Turn the paragraph in the wireless power report that begins "By using high-speed diodes" into a short bulleted list that keeps its main facts.

*Page extract*.
* * * * * * *
Wireless Power and Data Transfer
for
Sonar Array Applications

Final Report for the Period Jan.-Dec. 2003

Table of Contents

TopicPage Number

Executive Summary 3

Introduction4

Waveguide Layout 6

Waveguide Terminations 11

Power Accounting 22

Future research 35

Conclusion 35

References 36

Acknowledgements37

Executive Summary

This project will identify an efficient method to power multiple hydrophones wirelessly. In this research,the inside of an aluminum waveguide is energized with continuous wave, CW (unmodulated), radio frequency (RF) signals. Power will be extracted from the waveguide with stub monopole antennas located along the length of the waveguide. The CW RF will be converted to direct current voltage (VDC) via a rectifying antenna (rectenna) which is composed of an impedance matching circuit, a shunt diode, and a low pass filter. The VDC will be used to power the hydrophone and data telemetry circuitry. The sound acquired from each hydrophone will be processed and sent wirelessly to another location in the waveguide for further processing.

It is shown that the corporate/parallel layout is a low-cost method to distribute power to various staves in the array. Also, several schemes which will increase the number of elements on each stave have been discussed.

To prevent standing waves, it is necessary to terminate a waveguide with a multilayered/tapered material. A sample of material from ARC-Tech has been able to lower the SWR to about 1.17. It is a wedge fabricated from ML-79 material.

By using high-speed diodes it is possible to increase the efficiency of a rectenna. These diodes should have a low junction capacitance,Cjo, and a low series resistance, Rs. To handle large power fluctuations, a diode with a high reverse breakdown voltage, Vbr, should be used. The Skyworks SMS3924 diode with a Vbr of 70 Volts, Rs of 11 ohms, and Cjo of 1.5pF has been chosen as a good candidate for this project.

Introduction

This annual report will update the research on wireless power and data transfer, being conducted at the University of Connecticut. The report will provide possible schemes for extending the current research into a large scale design with the possibility of hundreds of hydrophoneelements.

The specific issues addressed in this report are:

1)Waveguide Layout. This portion of the report will give possible solutions on how to distribute power to multiple elements.

2)Waveguide Terminations. These may be necessary in order to prevent standing waves in the waveguide

3)Power Accounting. This is necessary in order to properly and safely power each hydrophone-element.

As a quick refresher, this project will identify an efficient way to power multiple hydrophone elements wirelessly. The proposed research consists of illuminating the inside of an aluminum waveguide with continuous wave, CW (unmodulated), radio frequency (RF) signals. The TE10 mode will be excited in the waveguide. This mode was selected due toits simpler power density distribution along the x-axis of the waveguide (Fig. 1). Power from the waveguide will be extracted by stub monopole antennas located in the center of the waveguide. The CW RF will be converted to direct current voltage (VDC) via a rectifying antenna (rectenna) to power the audio pre-amplifier and the data telemetry circuitry. The acoustical data acquired from each hydrophone will be digitized and it will be sent wirelessly to a receive antenna via the waveguide.
* * * * * * *
Raw rows
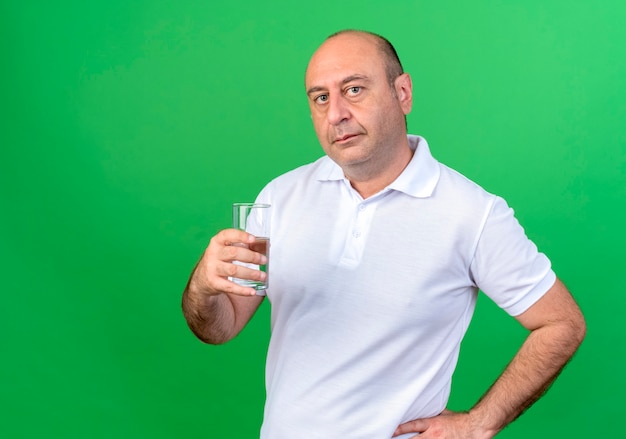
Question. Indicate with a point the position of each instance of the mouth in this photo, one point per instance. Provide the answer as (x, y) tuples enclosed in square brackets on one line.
[(345, 138)]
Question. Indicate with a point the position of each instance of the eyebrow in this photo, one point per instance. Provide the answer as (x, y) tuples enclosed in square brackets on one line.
[(344, 81)]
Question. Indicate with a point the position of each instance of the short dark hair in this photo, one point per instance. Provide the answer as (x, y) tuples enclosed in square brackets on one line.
[(393, 66)]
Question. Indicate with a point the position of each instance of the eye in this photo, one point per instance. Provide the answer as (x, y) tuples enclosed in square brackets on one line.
[(321, 99)]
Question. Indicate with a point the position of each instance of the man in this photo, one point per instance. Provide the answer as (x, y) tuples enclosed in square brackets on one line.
[(378, 252)]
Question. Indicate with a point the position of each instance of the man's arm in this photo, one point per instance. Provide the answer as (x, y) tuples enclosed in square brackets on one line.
[(215, 308), (557, 329)]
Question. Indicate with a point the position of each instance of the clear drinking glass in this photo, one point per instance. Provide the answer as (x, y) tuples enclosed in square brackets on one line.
[(254, 218)]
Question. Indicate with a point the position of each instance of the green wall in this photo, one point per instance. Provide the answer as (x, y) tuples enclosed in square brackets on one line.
[(128, 128)]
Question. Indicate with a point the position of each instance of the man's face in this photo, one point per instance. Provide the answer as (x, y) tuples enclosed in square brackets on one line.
[(358, 116)]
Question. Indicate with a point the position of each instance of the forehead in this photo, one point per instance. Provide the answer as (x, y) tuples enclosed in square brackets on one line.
[(343, 56)]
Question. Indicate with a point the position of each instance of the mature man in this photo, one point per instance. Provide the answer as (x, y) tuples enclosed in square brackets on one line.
[(378, 252)]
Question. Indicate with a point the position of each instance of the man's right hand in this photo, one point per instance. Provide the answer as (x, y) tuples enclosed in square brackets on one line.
[(216, 265)]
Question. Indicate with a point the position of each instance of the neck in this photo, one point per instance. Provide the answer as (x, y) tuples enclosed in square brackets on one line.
[(370, 183)]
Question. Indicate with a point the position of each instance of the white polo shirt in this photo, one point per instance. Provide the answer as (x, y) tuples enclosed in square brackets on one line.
[(371, 298)]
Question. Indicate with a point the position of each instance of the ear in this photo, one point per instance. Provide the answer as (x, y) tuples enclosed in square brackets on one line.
[(404, 92)]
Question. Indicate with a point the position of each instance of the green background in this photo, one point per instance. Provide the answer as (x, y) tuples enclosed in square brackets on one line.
[(128, 128)]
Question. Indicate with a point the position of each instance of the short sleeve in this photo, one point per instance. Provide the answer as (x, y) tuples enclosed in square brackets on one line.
[(507, 266)]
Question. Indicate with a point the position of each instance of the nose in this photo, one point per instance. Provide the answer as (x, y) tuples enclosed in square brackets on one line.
[(338, 110)]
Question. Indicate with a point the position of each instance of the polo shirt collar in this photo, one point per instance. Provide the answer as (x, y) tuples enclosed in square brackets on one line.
[(418, 179)]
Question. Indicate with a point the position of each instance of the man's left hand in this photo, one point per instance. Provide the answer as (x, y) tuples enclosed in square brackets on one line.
[(447, 425)]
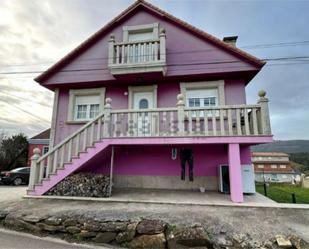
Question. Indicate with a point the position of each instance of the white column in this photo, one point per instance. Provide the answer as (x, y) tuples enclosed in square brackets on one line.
[(181, 114), (34, 168), (264, 115), (236, 188), (162, 45), (111, 172), (111, 50), (107, 118)]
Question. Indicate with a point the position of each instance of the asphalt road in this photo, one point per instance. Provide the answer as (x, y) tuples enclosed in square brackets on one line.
[(16, 240)]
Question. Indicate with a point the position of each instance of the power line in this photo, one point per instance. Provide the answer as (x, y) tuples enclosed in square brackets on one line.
[(295, 58), (24, 111), (253, 46)]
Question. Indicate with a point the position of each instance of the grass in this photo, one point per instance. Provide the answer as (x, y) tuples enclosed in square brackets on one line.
[(282, 193)]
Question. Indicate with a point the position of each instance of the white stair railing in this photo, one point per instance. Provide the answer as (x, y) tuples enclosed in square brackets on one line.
[(228, 120), (69, 148)]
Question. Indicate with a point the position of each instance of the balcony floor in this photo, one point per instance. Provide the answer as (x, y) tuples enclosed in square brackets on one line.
[(250, 140)]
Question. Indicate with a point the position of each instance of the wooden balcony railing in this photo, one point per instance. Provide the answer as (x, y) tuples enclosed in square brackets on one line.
[(235, 120), (232, 120), (137, 57)]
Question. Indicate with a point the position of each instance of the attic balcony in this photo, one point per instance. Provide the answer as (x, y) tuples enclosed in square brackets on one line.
[(148, 56)]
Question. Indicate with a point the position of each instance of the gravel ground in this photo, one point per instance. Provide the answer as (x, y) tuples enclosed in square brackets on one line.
[(260, 223)]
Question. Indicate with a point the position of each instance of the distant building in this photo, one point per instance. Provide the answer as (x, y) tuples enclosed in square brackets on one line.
[(40, 141), (273, 167)]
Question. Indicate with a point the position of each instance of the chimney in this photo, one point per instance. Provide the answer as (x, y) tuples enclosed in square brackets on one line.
[(230, 40)]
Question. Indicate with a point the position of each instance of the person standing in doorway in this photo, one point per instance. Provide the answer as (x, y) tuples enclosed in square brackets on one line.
[(186, 156)]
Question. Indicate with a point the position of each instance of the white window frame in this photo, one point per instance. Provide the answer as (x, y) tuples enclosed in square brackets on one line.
[(219, 85), (83, 92), (140, 28), (134, 89), (43, 150)]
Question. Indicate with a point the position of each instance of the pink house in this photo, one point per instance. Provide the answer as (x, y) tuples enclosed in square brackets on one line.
[(143, 94)]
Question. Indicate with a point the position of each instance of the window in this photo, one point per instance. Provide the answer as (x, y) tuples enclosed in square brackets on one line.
[(86, 107), (45, 149), (141, 35), (203, 94), (143, 104), (202, 98), (85, 104), (141, 32)]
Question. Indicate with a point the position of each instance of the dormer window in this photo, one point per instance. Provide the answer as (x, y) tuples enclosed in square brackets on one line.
[(138, 33), (142, 50)]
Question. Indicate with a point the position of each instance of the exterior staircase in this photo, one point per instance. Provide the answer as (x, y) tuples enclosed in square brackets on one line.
[(69, 155)]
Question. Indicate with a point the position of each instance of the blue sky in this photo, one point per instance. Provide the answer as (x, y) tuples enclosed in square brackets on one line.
[(34, 34)]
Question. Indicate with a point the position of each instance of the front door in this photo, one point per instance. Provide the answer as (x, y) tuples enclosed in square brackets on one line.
[(143, 101)]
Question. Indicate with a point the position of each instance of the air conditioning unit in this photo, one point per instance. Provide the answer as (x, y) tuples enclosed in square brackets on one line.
[(247, 174)]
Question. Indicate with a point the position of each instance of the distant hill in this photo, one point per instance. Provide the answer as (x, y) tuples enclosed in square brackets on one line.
[(287, 146)]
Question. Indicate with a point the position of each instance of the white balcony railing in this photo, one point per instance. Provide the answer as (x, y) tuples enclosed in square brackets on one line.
[(235, 120), (137, 57)]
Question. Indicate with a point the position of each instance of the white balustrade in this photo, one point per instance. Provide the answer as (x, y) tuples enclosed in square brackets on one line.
[(137, 56), (230, 120)]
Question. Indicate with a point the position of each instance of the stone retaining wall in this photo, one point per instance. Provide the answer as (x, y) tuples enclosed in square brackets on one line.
[(83, 185), (141, 233)]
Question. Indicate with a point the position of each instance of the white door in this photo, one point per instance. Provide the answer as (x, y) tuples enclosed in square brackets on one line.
[(141, 101)]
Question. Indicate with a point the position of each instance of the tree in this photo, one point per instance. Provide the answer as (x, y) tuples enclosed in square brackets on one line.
[(13, 151)]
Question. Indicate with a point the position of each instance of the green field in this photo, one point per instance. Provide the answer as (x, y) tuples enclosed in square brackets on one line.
[(283, 193)]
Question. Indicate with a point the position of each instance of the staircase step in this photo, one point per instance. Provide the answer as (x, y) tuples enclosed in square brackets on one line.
[(69, 167)]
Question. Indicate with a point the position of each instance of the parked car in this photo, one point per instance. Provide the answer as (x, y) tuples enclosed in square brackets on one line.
[(16, 176)]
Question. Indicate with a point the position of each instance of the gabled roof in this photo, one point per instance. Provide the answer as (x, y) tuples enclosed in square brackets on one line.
[(43, 135), (155, 10)]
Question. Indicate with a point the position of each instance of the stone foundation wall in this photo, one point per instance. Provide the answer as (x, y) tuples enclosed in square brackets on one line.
[(83, 185), (139, 233)]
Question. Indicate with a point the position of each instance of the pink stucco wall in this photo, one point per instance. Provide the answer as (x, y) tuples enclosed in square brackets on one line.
[(182, 48), (166, 97), (157, 161)]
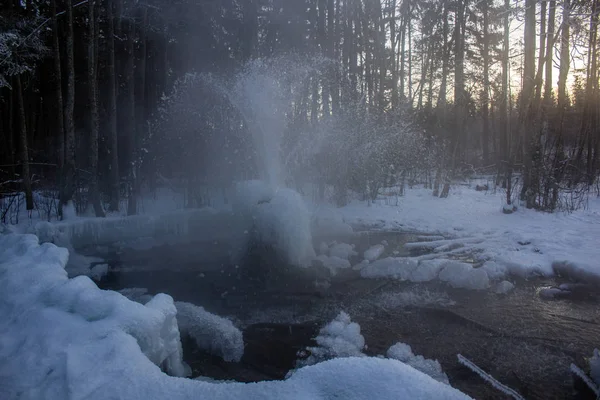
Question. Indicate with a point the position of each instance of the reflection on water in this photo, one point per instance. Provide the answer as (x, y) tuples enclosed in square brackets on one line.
[(524, 339)]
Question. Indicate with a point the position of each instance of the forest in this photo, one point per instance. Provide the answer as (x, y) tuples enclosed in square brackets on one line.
[(103, 100)]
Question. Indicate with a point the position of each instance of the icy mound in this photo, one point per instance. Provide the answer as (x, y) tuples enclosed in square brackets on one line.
[(339, 338), (463, 275), (403, 352), (329, 223), (391, 267), (212, 333), (66, 339), (374, 252), (342, 250), (33, 278)]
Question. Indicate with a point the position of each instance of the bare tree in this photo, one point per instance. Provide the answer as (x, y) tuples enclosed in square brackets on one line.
[(94, 193)]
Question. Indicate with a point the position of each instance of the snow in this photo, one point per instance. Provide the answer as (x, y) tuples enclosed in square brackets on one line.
[(67, 339), (212, 333), (403, 352), (284, 222), (504, 287), (342, 250), (374, 252), (462, 275), (427, 270), (391, 267), (339, 338), (333, 263), (328, 222), (33, 279), (525, 242)]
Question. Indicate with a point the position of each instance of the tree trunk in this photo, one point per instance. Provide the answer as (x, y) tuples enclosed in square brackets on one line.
[(549, 53), (25, 175), (94, 193), (60, 128), (485, 98), (529, 188), (394, 66), (504, 115), (112, 108)]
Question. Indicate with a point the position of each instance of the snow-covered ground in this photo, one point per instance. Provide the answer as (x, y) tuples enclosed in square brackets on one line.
[(524, 242), (66, 339)]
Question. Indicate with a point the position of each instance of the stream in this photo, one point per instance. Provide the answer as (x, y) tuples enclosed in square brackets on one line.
[(524, 339)]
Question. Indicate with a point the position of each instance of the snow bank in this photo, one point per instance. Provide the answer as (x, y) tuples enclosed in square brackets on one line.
[(212, 333), (333, 263), (33, 278), (329, 223), (403, 352), (342, 250), (374, 252), (391, 267), (427, 270), (525, 242), (339, 338)]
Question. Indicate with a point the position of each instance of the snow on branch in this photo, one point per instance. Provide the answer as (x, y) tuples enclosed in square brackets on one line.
[(488, 378)]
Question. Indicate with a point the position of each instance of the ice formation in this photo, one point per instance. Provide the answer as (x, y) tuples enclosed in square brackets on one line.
[(339, 338), (403, 352), (212, 333), (374, 252), (66, 339)]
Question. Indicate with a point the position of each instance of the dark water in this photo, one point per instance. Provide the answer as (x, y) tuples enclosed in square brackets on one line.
[(524, 340)]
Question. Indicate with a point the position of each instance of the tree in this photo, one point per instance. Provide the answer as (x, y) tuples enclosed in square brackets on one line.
[(93, 190)]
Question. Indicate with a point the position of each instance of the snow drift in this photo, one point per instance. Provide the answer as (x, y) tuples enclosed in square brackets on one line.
[(67, 339)]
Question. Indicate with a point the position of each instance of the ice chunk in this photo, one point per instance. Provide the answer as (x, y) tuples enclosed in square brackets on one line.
[(391, 267), (333, 263), (495, 270), (403, 352), (342, 250), (139, 295), (427, 270), (504, 287), (339, 338), (463, 275), (374, 252), (595, 367), (212, 333)]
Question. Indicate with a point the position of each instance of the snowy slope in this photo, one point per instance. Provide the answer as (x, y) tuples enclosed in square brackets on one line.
[(67, 339), (524, 242)]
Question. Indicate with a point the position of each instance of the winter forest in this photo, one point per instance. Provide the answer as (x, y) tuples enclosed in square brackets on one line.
[(325, 199), (95, 96)]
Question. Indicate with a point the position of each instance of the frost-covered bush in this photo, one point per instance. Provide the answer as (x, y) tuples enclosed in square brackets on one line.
[(21, 46)]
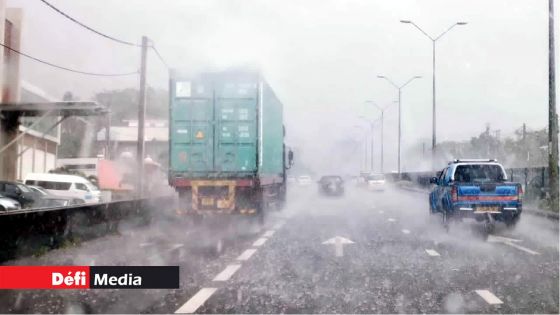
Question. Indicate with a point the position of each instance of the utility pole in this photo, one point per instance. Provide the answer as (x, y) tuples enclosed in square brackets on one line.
[(552, 116), (141, 116), (371, 147)]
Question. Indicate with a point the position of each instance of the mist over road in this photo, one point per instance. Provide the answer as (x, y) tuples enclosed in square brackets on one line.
[(399, 260)]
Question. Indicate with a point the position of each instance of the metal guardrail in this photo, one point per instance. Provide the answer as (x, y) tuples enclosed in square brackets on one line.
[(23, 231)]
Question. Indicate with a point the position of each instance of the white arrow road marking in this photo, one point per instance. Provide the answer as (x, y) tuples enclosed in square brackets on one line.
[(196, 301), (496, 238), (432, 252), (489, 297), (510, 242), (247, 254), (269, 233), (260, 242), (338, 242), (227, 273)]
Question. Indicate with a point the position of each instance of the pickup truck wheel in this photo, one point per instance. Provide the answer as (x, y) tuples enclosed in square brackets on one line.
[(445, 220)]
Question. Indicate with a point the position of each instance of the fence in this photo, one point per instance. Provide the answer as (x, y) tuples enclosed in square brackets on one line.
[(23, 232)]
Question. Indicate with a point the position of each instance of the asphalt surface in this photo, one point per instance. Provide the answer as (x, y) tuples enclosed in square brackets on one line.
[(399, 260)]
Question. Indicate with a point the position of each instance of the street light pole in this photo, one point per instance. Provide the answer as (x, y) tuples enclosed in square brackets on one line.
[(399, 88), (434, 40), (382, 110)]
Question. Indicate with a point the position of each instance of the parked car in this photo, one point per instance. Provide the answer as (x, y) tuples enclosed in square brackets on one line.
[(331, 185), (66, 186), (305, 180), (476, 189), (57, 201), (376, 182), (39, 191), (7, 204), (19, 192)]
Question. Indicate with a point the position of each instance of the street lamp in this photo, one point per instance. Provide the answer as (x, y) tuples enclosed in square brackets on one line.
[(365, 144), (382, 110), (399, 88), (370, 122), (434, 40)]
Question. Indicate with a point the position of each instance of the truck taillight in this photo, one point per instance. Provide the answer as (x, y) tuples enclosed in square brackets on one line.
[(454, 193)]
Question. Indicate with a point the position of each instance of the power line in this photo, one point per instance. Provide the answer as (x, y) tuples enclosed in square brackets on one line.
[(159, 55), (89, 28), (69, 69)]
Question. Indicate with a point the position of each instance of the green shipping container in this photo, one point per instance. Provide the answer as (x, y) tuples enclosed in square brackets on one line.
[(224, 125)]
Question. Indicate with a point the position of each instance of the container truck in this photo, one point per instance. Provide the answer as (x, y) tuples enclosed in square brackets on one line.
[(226, 143)]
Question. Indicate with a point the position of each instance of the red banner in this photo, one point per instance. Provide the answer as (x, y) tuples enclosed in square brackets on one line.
[(44, 277)]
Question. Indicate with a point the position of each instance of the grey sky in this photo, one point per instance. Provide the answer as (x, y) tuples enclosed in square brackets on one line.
[(321, 57)]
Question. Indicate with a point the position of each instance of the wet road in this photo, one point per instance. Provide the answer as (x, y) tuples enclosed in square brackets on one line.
[(398, 260)]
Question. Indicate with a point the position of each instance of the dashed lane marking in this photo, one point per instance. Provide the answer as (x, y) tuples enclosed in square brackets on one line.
[(176, 246), (269, 233), (279, 225), (260, 242), (246, 254), (489, 297), (432, 252), (196, 301), (227, 273), (525, 249)]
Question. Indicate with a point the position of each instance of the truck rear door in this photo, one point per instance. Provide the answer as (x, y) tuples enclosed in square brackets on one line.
[(192, 132), (236, 125)]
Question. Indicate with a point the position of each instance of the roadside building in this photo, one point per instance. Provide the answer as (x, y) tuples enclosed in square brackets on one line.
[(124, 139)]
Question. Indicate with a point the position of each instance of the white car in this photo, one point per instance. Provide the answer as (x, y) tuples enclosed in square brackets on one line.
[(72, 186), (376, 182), (7, 204), (305, 180)]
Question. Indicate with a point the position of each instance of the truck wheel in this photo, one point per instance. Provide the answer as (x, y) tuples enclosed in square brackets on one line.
[(511, 222)]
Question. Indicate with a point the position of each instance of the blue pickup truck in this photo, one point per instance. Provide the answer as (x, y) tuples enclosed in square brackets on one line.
[(477, 189)]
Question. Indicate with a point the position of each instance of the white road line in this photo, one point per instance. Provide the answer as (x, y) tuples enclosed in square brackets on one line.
[(496, 238), (260, 242), (247, 254), (278, 225), (269, 233), (489, 297), (196, 301), (227, 273), (432, 252), (175, 246), (525, 249)]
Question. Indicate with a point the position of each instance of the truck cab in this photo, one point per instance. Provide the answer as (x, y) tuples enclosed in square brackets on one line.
[(476, 189)]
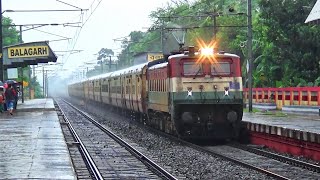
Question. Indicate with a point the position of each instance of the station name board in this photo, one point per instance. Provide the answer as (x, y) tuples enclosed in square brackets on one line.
[(152, 57), (28, 51)]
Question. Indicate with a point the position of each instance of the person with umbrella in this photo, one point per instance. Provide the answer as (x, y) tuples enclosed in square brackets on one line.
[(10, 98)]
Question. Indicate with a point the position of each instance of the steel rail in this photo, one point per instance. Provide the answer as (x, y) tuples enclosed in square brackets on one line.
[(89, 161), (285, 159), (208, 151), (158, 170)]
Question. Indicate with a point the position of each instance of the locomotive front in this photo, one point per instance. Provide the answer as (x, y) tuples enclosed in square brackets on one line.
[(206, 98)]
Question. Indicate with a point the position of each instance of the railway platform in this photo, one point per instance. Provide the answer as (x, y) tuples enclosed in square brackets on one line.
[(32, 144)]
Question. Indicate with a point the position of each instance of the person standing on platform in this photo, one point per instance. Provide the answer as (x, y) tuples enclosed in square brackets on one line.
[(10, 98), (2, 99)]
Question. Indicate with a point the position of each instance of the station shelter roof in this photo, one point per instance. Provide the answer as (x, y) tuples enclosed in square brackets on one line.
[(32, 53)]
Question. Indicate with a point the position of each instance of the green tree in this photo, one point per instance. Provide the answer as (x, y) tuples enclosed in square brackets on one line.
[(290, 47), (9, 32)]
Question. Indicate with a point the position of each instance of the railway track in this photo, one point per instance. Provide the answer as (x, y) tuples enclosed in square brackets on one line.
[(271, 164), (276, 167), (106, 154)]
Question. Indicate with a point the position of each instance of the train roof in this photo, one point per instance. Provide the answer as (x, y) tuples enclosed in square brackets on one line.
* * * * * * *
*Reply to the exercise*.
- High-speed diodes can increase rectenna efficiency.
- These diodes should have a low junction capacitance (Cjo) and a low series resistance (Rs).
- A diode with a high reverse breakdown voltage (Vbr) should be used to handle large power fluctuations.
- The Skyworks SMS3924 (Vbr of 70 V, Rs of 11 ohms, Cjo of 1.5 pF) was chosen as a good candidate for the project.